YOUR INSTRUCTIONS
Please revise the records below by replacing every "Target" with "Object" and leaving everything else unchanged.

-- START OF TASK INPUTS --

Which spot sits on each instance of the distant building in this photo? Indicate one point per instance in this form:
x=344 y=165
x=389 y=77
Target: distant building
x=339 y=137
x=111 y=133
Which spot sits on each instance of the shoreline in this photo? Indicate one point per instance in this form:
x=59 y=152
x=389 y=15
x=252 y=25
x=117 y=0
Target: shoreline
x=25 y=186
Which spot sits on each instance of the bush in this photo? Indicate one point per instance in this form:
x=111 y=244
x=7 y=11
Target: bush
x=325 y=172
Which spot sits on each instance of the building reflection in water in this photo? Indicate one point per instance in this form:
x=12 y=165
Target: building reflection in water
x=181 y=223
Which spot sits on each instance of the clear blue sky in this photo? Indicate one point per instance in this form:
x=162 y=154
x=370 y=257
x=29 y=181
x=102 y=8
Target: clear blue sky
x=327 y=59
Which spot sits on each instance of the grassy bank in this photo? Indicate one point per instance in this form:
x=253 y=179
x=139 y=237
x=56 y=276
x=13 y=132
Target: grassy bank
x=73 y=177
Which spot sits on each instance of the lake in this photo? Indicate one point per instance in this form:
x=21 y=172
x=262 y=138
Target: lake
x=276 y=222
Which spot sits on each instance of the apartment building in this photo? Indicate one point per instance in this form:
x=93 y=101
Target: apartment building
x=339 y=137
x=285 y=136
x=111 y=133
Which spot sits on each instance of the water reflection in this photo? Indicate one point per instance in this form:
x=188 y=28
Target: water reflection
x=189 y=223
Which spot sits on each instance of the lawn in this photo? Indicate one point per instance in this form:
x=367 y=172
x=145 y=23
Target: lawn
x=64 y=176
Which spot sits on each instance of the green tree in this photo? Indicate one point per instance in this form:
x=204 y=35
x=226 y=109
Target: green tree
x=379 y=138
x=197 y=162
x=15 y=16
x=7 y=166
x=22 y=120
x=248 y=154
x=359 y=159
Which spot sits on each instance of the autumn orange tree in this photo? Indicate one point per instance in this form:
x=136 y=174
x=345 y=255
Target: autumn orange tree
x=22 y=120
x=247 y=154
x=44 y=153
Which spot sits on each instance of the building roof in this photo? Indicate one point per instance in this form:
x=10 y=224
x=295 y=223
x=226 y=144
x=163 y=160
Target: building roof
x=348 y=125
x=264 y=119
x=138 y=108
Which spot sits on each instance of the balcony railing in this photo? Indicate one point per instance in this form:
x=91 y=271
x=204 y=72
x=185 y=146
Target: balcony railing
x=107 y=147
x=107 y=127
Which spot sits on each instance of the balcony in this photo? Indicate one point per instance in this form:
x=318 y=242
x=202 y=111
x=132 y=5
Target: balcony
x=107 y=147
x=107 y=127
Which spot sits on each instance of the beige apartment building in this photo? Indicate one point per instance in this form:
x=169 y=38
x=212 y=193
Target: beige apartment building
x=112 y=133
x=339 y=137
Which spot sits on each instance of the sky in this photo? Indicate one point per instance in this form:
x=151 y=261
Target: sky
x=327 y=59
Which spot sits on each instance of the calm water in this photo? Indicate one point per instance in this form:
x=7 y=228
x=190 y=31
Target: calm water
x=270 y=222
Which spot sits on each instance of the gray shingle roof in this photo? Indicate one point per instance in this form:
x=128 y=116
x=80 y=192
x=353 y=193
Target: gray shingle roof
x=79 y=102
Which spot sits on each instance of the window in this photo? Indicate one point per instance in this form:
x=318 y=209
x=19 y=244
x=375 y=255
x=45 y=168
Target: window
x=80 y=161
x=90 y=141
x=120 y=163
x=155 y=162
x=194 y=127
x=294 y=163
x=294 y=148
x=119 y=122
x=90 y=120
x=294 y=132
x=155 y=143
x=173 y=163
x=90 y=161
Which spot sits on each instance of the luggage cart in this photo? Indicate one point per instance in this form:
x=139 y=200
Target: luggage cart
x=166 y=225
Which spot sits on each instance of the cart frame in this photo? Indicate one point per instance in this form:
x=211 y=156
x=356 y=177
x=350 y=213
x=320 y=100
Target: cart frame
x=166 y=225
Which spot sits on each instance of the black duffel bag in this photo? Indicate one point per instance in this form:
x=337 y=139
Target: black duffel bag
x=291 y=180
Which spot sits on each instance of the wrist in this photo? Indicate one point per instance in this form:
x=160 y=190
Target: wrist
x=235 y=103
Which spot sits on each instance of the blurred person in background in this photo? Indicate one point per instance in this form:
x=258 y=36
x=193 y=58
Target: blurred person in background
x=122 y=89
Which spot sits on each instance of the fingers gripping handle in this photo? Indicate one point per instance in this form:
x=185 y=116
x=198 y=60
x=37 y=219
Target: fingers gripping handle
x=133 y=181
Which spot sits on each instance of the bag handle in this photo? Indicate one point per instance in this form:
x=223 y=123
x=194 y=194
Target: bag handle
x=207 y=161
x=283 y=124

-- END OF TASK INPUTS --

TASK SOLUTION
Which spot sits on each instance of the distant building in this photo? Indicate one point per instance in this form:
x=344 y=165
x=389 y=77
Object: distant building
x=339 y=137
x=111 y=133
Which spot sits on each instance of the shoreline in this photo? Indicate one point per instance in this form:
x=59 y=152
x=389 y=15
x=252 y=25
x=117 y=0
Object: shoreline
x=25 y=186
Which spot sits on each instance of the bush in this photo? Indicate one point per instance in this form:
x=111 y=244
x=7 y=11
Object: bush
x=325 y=172
Which spot sits on each instance of the building reflection in water in this photo? Indicate one point per instance in this form:
x=12 y=165
Object: building reflection in water
x=181 y=223
Which spot sits on each instance of the clear blue sky in this photo? Indicate one point per instance in this form:
x=162 y=154
x=370 y=257
x=29 y=181
x=102 y=8
Object: clear blue sky
x=327 y=59
Which spot sits on each instance of the grassy bank in this photo? Indicate one point per instance in this form:
x=253 y=179
x=139 y=237
x=56 y=276
x=13 y=132
Object: grassy bank
x=73 y=177
Which spot sits on each instance of the lake in this photo? Indicate one point per instance in this form:
x=21 y=172
x=262 y=138
Object: lake
x=276 y=222
Which spot sits on each instance of the apartment building in this photo? Indicate one point per instance in this form:
x=93 y=101
Object: apartment building
x=339 y=137
x=285 y=136
x=111 y=133
Which spot sits on each instance of the water reflection in this photo? Indicate one point per instance in this form:
x=188 y=28
Object: water reflection
x=189 y=223
Which spot sits on each instance of the lawn in this photo? Indicate one point per instance in this form:
x=367 y=172
x=145 y=23
Object: lawn
x=64 y=176
Which spot sits on each instance of the green tree in this photo? Indicate one point per instance in this form:
x=204 y=35
x=226 y=109
Object: green tree
x=379 y=138
x=197 y=162
x=15 y=16
x=7 y=166
x=22 y=120
x=248 y=154
x=359 y=159
Which spot sits on each instance of the autumn orange tree in this photo? Indicate one point per instance in this form:
x=136 y=174
x=345 y=255
Object: autumn orange tree
x=22 y=120
x=247 y=154
x=44 y=153
Which spot sits on each instance of the building roof in this photo? Indicate one point per instance in this form:
x=10 y=224
x=295 y=223
x=226 y=144
x=163 y=160
Object: building roof
x=348 y=125
x=264 y=119
x=138 y=108
Which spot sits on each instance of the balcony railing in this photo? Indicate one point per instance in this form:
x=91 y=271
x=204 y=72
x=185 y=146
Object: balcony railing
x=107 y=147
x=107 y=127
Which spot sits on each instance of the balcony in this photo? Indicate one point per instance in this form:
x=318 y=242
x=202 y=111
x=132 y=5
Object: balcony
x=107 y=147
x=107 y=127
Which spot sits on each instance of the beige apartment building in this photo? Indicate one point per instance in this form:
x=169 y=38
x=212 y=193
Object: beige apartment building
x=112 y=133
x=339 y=137
Which spot sits on each instance of the sky in this photo? Indicate one point per instance in this form:
x=151 y=261
Object: sky
x=327 y=59
Which spot sits on each instance of the calm water in this photo? Indicate one point per instance in this form:
x=7 y=228
x=190 y=31
Object: calm water
x=270 y=222
Which spot sits on each instance of the gray shingle roof in this photo? Indicate one point per instance in this form:
x=128 y=116
x=80 y=192
x=353 y=193
Object: gray shingle roof
x=79 y=102
Which spot sits on each instance of the window in this photo? Indicate one point per instance in this form:
x=318 y=209
x=19 y=244
x=375 y=255
x=45 y=168
Object: window
x=80 y=161
x=90 y=141
x=120 y=163
x=155 y=162
x=194 y=127
x=294 y=163
x=294 y=148
x=119 y=122
x=90 y=120
x=294 y=132
x=155 y=143
x=173 y=163
x=90 y=161
Which spot sits on each instance of the luggage cart in this photo? Indicate one point per instance in this form:
x=139 y=200
Object: luggage cart
x=166 y=225
Which spot sits on each instance of the cart frame in this photo? Indicate one point per instance in this form:
x=211 y=156
x=356 y=177
x=350 y=213
x=320 y=100
Object: cart frame
x=166 y=225
Which spot sits on each instance of the black duffel bag in this photo? Indicate one point per instance in this form:
x=337 y=139
Object: black duffel bag
x=291 y=180
Which spot sits on each instance of the wrist in this photo? Indicate one point per instance in this form:
x=160 y=190
Object: wrist
x=235 y=103
Which spot sits on each instance of the blurred person in background in this photo? Indicate one point per instance in this form:
x=258 y=36
x=193 y=58
Object: blurred person in background
x=122 y=89
Which spot sits on each instance of the fingers gripping handle in this photo? Indicate one point per instance in this form:
x=185 y=116
x=198 y=60
x=37 y=219
Object: fingers gripping handle
x=133 y=181
Which spot sits on each instance of the bag handle in this photo? Indicate one point per instance in this form:
x=223 y=123
x=194 y=194
Object: bag handle
x=207 y=161
x=283 y=124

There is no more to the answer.